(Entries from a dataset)
++++++++++

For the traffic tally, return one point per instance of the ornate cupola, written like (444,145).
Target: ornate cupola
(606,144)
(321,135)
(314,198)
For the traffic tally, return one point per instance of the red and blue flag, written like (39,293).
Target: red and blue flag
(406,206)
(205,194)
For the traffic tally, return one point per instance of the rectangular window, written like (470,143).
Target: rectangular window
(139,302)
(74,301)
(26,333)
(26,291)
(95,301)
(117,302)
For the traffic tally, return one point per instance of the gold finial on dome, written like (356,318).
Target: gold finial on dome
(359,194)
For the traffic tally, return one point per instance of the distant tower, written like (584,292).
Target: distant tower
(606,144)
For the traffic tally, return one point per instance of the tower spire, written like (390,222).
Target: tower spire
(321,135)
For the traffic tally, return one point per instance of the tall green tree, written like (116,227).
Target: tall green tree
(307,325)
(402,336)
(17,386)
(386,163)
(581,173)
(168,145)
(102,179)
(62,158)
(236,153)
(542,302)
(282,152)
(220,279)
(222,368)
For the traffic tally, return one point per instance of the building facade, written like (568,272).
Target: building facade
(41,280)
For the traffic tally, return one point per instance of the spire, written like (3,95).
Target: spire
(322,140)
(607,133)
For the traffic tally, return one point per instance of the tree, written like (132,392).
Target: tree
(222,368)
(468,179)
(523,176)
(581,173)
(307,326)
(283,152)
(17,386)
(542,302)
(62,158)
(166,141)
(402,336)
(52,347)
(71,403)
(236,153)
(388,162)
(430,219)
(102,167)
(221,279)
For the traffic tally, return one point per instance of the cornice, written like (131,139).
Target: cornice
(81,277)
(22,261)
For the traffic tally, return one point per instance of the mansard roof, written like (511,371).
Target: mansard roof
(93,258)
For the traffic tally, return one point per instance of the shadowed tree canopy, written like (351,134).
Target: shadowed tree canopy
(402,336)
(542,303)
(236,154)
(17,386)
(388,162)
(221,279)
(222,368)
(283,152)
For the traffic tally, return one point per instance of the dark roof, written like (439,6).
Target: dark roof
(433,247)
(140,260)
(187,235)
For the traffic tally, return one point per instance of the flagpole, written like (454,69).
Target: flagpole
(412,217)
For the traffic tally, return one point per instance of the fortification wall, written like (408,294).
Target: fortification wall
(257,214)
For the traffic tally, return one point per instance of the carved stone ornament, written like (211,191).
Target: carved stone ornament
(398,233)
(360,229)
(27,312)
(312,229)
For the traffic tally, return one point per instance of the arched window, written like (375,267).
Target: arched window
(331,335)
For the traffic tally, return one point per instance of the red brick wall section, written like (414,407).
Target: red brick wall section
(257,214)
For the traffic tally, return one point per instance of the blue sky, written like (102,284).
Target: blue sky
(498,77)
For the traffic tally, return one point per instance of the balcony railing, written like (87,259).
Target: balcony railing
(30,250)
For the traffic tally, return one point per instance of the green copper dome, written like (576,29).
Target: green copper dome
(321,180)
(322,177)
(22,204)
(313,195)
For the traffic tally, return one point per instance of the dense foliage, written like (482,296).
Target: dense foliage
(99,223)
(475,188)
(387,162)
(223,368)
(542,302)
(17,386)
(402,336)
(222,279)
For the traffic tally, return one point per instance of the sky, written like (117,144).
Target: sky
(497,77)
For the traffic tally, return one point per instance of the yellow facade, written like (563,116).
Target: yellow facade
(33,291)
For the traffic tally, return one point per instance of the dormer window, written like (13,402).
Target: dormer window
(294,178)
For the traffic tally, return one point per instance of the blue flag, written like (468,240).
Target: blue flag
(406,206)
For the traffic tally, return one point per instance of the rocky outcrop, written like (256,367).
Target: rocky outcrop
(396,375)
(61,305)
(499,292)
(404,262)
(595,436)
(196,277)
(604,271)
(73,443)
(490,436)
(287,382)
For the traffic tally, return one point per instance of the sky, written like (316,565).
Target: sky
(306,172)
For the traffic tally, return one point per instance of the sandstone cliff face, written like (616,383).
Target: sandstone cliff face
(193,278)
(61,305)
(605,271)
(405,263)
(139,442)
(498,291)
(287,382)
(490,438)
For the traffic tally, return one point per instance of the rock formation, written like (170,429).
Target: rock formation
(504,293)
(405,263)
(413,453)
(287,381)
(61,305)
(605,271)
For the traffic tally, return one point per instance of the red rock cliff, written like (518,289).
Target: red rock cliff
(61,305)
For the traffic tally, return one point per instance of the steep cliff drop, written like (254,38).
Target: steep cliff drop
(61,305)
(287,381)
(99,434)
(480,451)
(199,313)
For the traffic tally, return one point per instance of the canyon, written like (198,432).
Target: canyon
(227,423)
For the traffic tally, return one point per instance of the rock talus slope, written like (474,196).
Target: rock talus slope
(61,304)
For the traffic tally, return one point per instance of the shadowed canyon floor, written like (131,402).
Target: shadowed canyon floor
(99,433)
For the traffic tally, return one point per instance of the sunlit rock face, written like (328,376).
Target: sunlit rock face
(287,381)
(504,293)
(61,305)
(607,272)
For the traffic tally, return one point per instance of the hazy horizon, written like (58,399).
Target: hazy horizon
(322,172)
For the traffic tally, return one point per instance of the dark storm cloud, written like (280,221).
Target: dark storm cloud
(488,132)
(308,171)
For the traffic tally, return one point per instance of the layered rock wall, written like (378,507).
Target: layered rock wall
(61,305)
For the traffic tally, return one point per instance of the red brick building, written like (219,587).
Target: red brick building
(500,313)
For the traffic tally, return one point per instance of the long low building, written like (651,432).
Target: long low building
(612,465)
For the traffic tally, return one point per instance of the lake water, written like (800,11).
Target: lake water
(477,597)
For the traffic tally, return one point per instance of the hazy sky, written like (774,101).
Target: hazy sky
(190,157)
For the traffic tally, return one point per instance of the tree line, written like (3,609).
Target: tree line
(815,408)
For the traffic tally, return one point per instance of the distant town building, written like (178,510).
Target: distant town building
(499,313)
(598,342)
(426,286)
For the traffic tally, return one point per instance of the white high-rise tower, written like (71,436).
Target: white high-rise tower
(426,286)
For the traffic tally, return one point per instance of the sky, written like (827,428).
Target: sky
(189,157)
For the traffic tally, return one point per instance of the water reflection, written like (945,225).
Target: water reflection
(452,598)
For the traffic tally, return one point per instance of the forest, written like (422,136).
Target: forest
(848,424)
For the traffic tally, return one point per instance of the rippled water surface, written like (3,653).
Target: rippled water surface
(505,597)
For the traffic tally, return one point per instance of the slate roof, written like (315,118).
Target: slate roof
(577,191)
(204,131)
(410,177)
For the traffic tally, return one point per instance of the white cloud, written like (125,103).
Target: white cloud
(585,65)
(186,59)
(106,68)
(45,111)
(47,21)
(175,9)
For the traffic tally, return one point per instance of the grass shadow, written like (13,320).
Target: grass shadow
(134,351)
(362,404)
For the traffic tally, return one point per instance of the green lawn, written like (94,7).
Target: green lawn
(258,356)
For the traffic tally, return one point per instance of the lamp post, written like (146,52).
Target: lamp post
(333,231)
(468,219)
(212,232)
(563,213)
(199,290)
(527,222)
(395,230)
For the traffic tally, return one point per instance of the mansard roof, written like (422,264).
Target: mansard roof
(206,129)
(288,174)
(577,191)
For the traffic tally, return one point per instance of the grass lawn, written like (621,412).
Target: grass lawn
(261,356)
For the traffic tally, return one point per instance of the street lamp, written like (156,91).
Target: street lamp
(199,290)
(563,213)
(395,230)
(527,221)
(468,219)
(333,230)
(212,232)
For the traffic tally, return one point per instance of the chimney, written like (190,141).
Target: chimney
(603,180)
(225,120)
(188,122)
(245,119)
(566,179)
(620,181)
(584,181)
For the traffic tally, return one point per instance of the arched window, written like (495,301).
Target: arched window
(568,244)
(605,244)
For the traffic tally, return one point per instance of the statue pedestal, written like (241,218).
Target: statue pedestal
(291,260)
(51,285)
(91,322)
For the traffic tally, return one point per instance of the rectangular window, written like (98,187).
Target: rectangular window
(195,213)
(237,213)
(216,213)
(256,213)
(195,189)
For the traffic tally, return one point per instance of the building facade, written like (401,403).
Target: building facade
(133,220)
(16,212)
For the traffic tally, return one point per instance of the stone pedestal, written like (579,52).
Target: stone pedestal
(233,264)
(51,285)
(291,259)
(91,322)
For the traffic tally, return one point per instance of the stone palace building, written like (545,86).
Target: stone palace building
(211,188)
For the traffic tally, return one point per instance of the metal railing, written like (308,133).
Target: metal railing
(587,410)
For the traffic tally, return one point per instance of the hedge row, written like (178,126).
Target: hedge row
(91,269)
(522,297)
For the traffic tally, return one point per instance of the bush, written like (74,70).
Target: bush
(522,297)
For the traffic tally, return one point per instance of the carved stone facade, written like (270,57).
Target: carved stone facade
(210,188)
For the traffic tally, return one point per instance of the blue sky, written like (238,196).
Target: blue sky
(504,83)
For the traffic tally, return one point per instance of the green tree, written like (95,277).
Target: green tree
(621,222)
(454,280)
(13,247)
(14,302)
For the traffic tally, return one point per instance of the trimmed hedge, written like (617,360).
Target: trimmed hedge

++++++++++

Reproduce word for word the stretch from the line containing "written like (178,126)." through the end of the records, including both of those ends.

For the traffic tally, return one point per instance of the hedge row, written like (178,126).
Target: hedge row
(91,269)
(522,297)
For the traffic tally, return one point per instance of the bush, written like (74,70).
Target: bush
(522,297)
For the traffic tally, return one point per instance of the carved stone facade, written like (270,57).
Target: carved stone facade
(210,188)
For the traffic tally, return one point per instance of the blue sky, written like (238,196).
Target: blue sky
(504,83)
For the traffic tally, return one point per instance of the green tree, written like (95,277).
Target: green tree
(621,222)
(454,280)
(13,247)
(14,302)
For the traffic tally, return one point per instance of the trimmed hedge, written like (617,360).
Target: trimmed hedge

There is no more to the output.